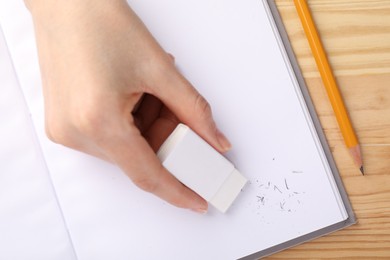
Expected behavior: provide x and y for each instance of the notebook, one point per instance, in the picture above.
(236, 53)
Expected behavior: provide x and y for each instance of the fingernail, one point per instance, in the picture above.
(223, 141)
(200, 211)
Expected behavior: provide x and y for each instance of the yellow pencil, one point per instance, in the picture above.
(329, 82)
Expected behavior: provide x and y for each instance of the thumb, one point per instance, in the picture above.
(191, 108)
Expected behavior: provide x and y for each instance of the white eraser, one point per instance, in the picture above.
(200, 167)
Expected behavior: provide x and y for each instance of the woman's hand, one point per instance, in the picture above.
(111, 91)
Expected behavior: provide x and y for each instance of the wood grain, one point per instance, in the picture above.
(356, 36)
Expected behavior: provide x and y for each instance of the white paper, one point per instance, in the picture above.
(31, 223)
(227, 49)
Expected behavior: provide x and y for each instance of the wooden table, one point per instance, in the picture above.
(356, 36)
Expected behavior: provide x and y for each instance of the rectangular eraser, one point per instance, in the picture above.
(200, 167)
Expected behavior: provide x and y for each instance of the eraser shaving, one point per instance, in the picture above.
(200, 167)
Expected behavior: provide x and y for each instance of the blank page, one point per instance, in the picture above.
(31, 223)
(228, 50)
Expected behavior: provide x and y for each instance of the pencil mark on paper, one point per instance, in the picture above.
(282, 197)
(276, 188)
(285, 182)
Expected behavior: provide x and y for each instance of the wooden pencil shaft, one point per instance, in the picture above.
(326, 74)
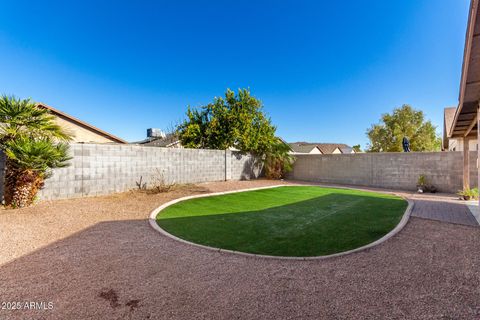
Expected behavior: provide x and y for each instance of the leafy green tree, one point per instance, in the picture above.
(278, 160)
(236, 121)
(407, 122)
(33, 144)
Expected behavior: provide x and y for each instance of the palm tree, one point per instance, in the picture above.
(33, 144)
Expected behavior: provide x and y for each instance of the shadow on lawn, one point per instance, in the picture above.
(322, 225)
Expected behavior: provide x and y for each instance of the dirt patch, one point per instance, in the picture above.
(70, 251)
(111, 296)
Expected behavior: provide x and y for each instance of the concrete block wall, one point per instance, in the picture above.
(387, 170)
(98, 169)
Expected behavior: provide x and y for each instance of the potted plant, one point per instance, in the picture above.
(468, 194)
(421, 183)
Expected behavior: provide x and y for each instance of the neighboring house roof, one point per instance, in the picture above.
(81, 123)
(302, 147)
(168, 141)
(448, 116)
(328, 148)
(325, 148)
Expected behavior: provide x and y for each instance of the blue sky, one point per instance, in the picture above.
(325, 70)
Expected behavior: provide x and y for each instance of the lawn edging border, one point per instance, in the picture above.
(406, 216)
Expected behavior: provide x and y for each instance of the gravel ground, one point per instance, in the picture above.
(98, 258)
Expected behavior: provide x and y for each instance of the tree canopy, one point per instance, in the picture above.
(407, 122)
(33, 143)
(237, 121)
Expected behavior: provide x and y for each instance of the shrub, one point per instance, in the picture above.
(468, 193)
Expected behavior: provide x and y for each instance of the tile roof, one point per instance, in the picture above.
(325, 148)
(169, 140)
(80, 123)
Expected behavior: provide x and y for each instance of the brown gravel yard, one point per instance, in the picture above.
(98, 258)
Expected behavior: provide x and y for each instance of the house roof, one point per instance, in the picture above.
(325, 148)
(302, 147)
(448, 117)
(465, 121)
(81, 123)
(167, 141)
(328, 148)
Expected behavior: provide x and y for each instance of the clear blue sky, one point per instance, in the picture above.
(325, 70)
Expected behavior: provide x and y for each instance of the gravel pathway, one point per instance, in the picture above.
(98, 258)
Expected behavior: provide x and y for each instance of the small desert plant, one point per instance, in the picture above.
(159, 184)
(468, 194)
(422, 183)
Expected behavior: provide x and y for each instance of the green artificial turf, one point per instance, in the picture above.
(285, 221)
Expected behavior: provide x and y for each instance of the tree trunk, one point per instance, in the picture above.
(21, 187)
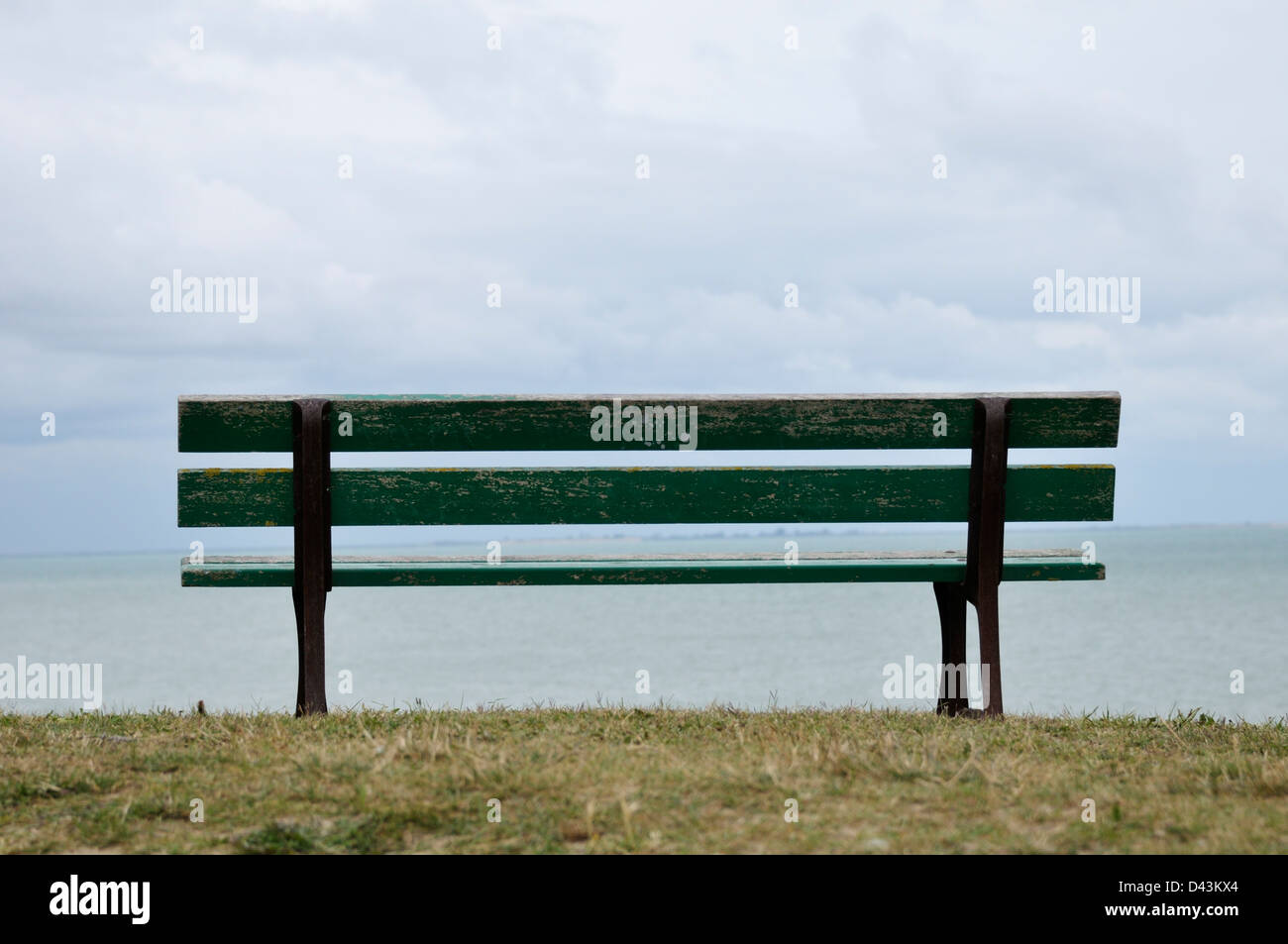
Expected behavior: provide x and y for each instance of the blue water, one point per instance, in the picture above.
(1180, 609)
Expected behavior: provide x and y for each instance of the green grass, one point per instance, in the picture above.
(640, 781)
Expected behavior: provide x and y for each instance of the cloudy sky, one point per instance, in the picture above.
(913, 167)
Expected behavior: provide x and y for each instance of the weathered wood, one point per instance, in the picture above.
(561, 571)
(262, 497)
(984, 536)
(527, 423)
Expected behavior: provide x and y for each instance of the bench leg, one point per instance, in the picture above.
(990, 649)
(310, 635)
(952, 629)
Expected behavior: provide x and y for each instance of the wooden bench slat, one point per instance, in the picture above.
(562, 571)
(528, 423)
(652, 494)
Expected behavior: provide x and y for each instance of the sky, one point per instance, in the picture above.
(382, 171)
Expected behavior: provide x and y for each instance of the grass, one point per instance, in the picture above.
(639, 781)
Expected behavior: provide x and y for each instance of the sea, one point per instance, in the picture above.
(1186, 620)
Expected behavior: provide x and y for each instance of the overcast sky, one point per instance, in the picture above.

...

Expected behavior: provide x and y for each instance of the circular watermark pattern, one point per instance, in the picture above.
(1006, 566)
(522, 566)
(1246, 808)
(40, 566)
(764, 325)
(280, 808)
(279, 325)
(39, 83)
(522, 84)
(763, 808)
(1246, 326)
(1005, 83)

* * *

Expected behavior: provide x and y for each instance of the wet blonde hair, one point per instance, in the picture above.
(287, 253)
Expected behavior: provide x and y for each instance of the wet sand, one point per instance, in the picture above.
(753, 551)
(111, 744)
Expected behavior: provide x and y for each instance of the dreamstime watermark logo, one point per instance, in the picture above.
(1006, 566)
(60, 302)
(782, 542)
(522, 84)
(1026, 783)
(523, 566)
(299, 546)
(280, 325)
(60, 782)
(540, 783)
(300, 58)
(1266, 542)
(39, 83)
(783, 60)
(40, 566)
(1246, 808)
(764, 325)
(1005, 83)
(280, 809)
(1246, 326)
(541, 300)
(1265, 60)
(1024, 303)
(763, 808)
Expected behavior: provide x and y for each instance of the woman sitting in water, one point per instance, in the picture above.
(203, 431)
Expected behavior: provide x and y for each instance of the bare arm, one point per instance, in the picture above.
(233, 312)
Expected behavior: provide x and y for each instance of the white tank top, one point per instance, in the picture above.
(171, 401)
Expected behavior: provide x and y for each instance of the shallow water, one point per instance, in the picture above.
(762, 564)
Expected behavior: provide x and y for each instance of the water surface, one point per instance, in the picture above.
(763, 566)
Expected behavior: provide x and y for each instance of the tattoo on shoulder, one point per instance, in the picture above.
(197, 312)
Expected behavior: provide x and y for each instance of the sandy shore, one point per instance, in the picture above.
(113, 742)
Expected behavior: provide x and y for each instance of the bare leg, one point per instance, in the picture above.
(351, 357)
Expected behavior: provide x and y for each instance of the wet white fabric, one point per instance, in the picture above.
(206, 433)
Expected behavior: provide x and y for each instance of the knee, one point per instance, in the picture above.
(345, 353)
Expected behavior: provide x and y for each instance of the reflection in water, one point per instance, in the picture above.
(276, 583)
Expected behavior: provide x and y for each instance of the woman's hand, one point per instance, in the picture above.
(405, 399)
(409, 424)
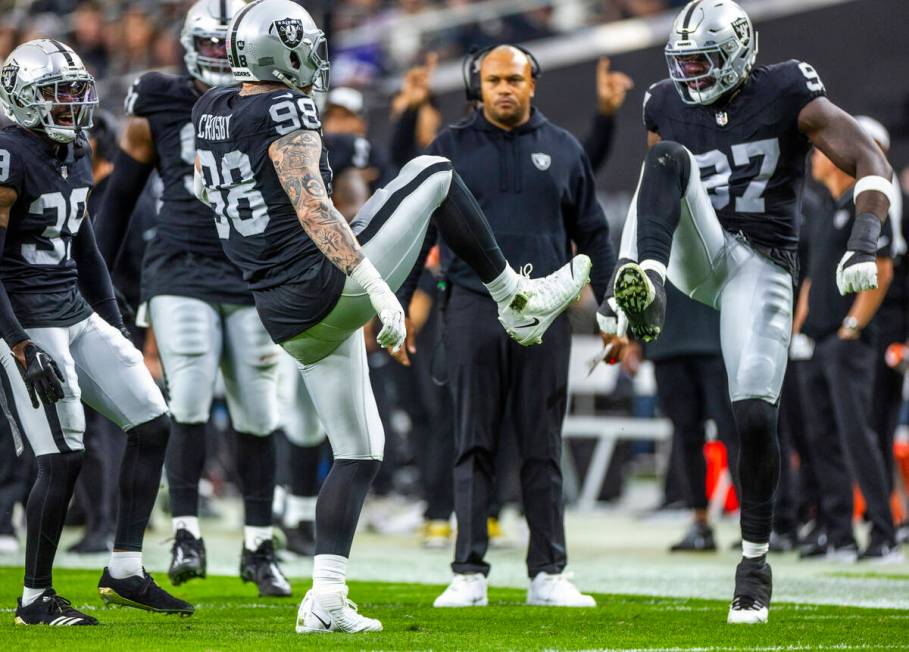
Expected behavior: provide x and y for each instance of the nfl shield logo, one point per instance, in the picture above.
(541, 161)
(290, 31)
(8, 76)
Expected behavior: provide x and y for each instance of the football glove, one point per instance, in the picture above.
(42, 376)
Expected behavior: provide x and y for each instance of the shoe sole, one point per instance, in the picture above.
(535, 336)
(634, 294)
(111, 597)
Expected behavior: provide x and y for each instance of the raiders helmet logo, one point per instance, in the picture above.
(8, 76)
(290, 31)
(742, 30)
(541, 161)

REQUIREMENT: From the records above, retype only the lines starting at the line that contains "of the cloudy" and ending at the line that contains "of the overcast", both included.

EXPECTED OUTPUT:
Expected behavior: provide x and y for each instance of the cloudy sky, one point per instance, in the picture above.
(913, 167)
Expected behavior: provide x and y for each instance of the weathered wood, one point per instance, in the picture above.
(561, 571)
(262, 497)
(984, 536)
(527, 423)
Expected behavior: provide x and y for each instance of the bench leg, one point per instance, in the picture above.
(990, 649)
(310, 635)
(952, 629)
Expected behavior: provide x and y for each instance of the wooden bench slat, one point per instance, in the picture above.
(562, 571)
(528, 423)
(652, 494)
Expected behavior: provide x and y for each instance of the sky, one point per instance, in the picture above.
(382, 171)
Expected behavior: provide x and y for each instance of the grass, one point per instance, in the picture above.
(639, 781)
Expected behavior: provide x and y for each instance of the sea, one point per instance, in the picture above.
(1186, 620)
Expected behavior: provide x and y for each instance of the overcast sky, one point per instance, in the picture above.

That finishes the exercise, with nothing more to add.